* TRECHO DA PÁGINA
--------------------------------------------------

Nascido em uma família pobre, foi criado só pela mãe, Marina Aramayo, crescendo em bairros populares, onde teve contato mais próximo com os "saberes e sentires do povo", desenvolvendo um maior apreço pela cultura nacional, em um país onde a influência europeia era a mais valorizada pelas camadas médias e alta da sociedade boliviana.[3] Com 10 anos comprou seu primeiro charango, aprendendo cedo e de forma autodidata a tocar o instrumento que viria a dominar e fazer sua fama.[1][3] Começou a aprender dança para vencer a timidez e já no começo dos anos 60 passou a integrar o Ballet Nacional da Bolívia, se exibindo por todo o país como dançarino de dança espanhola e folclórica boliviana, além de tocar violão e quena nas apresentações. Foi o início também de sua coleção de charangos, que adquiria nas viagens para regiões como Oruro e Potosí.[4] A sua habilidade com o instrumento o levou a ganhar em 1962 seu primeiro prêmio, em um festival folclórico na cidade argentina de Salta.
Los Jairas
Ainda como solista já tinha uma carreira que o levou a fazer apresentações por todo o país e mesmo no exterior. Mas foi em 1966 que fundou o grupo que o consagraria: Los Jairas, um dos grupos seminais do chamado neo-folclore boliviano.[5] No ano anterior tinha conhecido o suíço Gilbert Favre, que tocava a quena e tinha pedido um músico para acompanhá-lo para sua exibição em um programa de rádio. Cavour foi, acompanhado do pianista Julio Godoy, tendo sucesso imediato, o que motivou Favre a pedir que continuassem tocando juntos, sendo criada então uma peña folclórica (espécie de tertúlia musical) com esse fim, a peña Naira, na rua Sagárnaga de La Paz.[6][7][5] O sucesso das exibições levou à criação do grupo, que logo angariou crescente popularidade e prestígio, fazendo com que se apresentassem no Chile, onde se encontraram com a famosa cantora e compositora Violeta Parra, cuja família também tinha uma tradicional peña, de renome internacional.[8] No país andino venceram um importante festival, dando início a uma turnê pela América Latina.[4] Em 1968 partiram para uma turnê na Europa, que se estenderia por anos.
No Los Jairas, Cavour tocava o charango, Edgar "Yayo" Jofré era voz, bateria e zampoña e Godoy violão, aos quais se somaram "El Gringo" Favre na quena e eventuais colaborações do virtuose boliviano do violão Alfredo Domínguez, sendo que estes dois últimos integravam também com Cavour um trio.[9] Com Los Jairas, Cavour gravou quatro álbuns, de amplo sucesso de público e crítica, sendo reconhecidos como um dos maiores nomes da música andina e tendo se apresentado com outros grandes artistas da música latinoamericana, como o argentino Atahualpa Yupanqui e o peruano Nicomedes Santa Cruz.

--------------------------------------------------

* EXERCÍCIOS PROPOSTOS
1/ Segundo o trecho sobre Cavour, em que ano ele fundou o grupo Los Jairas?
2/ Repita sem alterações o trecho sobre Cavour, de "No Los Jairas, Cavour" a "Nicomedes Santa Cruz.".

* MATERIAL EXTRAÍDO
--------------------------------------------------

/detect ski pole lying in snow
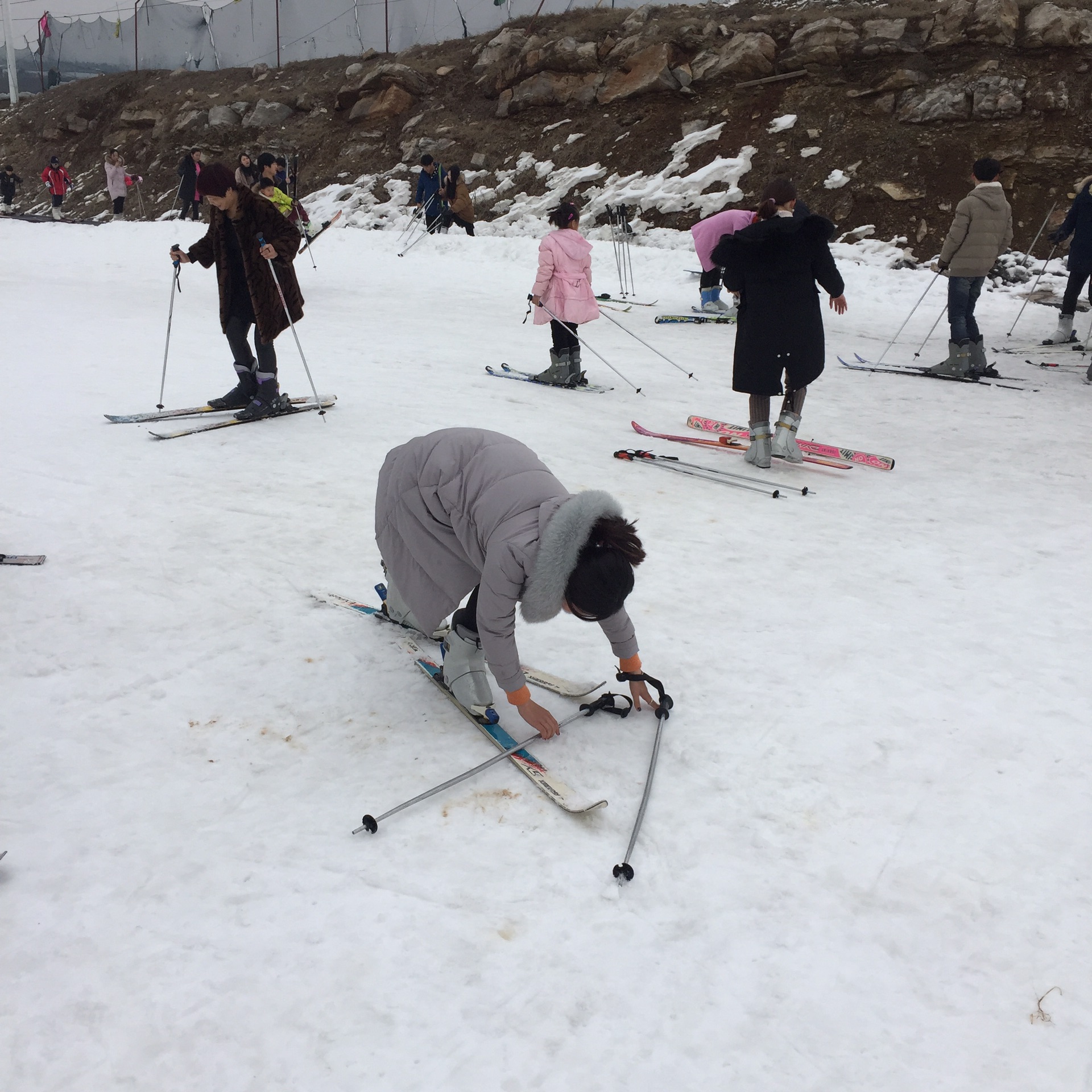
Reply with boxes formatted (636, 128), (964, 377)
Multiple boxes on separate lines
(611, 672), (675, 887)
(876, 273), (940, 363)
(155, 242), (183, 410)
(532, 295), (651, 394)
(353, 693), (634, 834)
(599, 304), (697, 380)
(258, 231), (326, 417)
(615, 448), (791, 499)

--------------------------------------------------

* RESULTADOS FINAIS
1/ Em 1966.

2/
No Los Jairas, Cavour tocava o charango, Edgar "Yayo" Jofré era voz, bateria e zampoña e Godoy violão, aos quais se somaram "El Gringo" Favre na quena e eventuais colaborações do virtuose boliviano do violão Alfredo Domínguez, sendo que estes dois últimos integravam também com Cavour um trio.[9] Com Los Jairas, Cavour gravou quatro álbuns, de amplo sucesso de público e crítica, sendo reconhecidos como um dos maiores nomes da música andina e tendo se apresentado com outros grandes artistas da música latinoamericana, como o argentino Atahualpa Yupanqui e o peruano Nicomedes Santa Cruz.